What is required
Render every line of the material below as a Markdown table with two columns, Row and Text. Put each line's number in Row and the line itself in Text, and leave out any blank lines.

Information shown

>> Start

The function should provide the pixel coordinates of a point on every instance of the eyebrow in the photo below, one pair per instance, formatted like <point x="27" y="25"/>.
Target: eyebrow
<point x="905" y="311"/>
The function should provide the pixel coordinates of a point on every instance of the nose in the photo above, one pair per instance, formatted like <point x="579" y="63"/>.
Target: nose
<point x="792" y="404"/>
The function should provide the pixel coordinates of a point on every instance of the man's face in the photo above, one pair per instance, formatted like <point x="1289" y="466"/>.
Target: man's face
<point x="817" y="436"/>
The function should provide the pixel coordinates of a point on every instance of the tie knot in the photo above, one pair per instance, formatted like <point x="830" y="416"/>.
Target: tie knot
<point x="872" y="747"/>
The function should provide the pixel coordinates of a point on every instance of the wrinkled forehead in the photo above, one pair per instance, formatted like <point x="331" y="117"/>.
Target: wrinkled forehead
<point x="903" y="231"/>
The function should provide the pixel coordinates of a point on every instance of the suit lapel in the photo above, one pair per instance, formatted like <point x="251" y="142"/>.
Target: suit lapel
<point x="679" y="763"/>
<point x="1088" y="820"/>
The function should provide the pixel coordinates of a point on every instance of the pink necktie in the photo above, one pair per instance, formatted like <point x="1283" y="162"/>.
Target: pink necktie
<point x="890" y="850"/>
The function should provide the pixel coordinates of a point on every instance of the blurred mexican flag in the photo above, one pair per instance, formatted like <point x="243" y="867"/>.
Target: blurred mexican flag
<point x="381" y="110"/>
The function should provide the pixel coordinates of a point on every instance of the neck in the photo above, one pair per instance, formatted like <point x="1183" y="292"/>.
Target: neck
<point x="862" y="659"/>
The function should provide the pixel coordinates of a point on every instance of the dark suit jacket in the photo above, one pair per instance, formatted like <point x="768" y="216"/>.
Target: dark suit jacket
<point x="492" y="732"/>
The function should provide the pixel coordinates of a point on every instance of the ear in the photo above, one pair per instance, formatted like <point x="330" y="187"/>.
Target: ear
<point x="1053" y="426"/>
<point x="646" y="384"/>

>> End

Reply
| Row | Text |
|---|---|
| 1 | The function should provide the pixel coordinates of a point on every instance of the eyebrow in the photo below, one pair per instance, formatted like <point x="27" y="25"/>. |
| 2 | Target: eyebrow |
| 3 | <point x="905" y="311"/> |
| 4 | The function should provide the pixel coordinates of a point on every instance of the nose in the photo above, one pair per instance, formatted like <point x="579" y="63"/>. |
| 5 | Target: nose |
| 6 | <point x="792" y="404"/> |
| 7 | The function should provide the pixel coordinates of a point on every instance of the man's face in the photo above, one pair per instance, formatted like <point x="1289" y="466"/>. |
| 8 | Target: man's face |
| 9 | <point x="817" y="436"/> |
| 10 | The function should provide the pixel coordinates of a point on every instance of the tie knot in the photo above, one pair per instance, formatted like <point x="830" y="416"/>. |
| 11 | Target: tie knot |
| 12 | <point x="872" y="747"/> |
| 13 | The function should provide the pixel coordinates of a point on every instance of the wrinkled forehead in the photo above, one pair per instance, formatted like <point x="331" y="117"/>. |
| 14 | Target: wrinkled forehead |
| 15 | <point x="903" y="231"/> |
| 16 | The function should provide the pixel coordinates of a point on every instance of the suit lapel in the photo above, one pair per instance, formatted like <point x="251" y="142"/>. |
| 17 | Target: suit lapel |
| 18 | <point x="679" y="763"/> |
| 19 | <point x="1088" y="820"/> |
| 20 | The function should provide the pixel coordinates of a point on every instance of the pink necktie in the photo above, one pair per instance, formatted like <point x="1283" y="162"/>. |
| 21 | Target: pink necktie |
| 22 | <point x="890" y="850"/> |
| 23 | The function should provide the pixel coordinates of a point on every instance of the blurred mexican flag in the photo above, one pair per instance, formatted like <point x="243" y="867"/>. |
| 24 | Target: blurred mexican flag |
| 25 | <point x="381" y="110"/> |
| 26 | The function should provide the pixel coordinates of a point on every instance of the neck in the photo above, one pair per instance, formatted like <point x="1183" y="292"/>. |
| 27 | Target: neck |
| 28 | <point x="862" y="659"/> |
| 29 | The function should provide the pixel coordinates of a point on every instance of the dark suit jacket in the photo above, one pair per instance, formatted like <point x="768" y="216"/>. |
| 30 | Target: dark suit jacket |
| 31 | <point x="492" y="732"/> |
| 32 | The function should provide the pixel coordinates of a point on every instance of the ear in the photo above, one pair per instance, formatted like <point x="330" y="187"/>. |
| 33 | Target: ear |
| 34 | <point x="1053" y="426"/> |
| 35 | <point x="646" y="384"/> |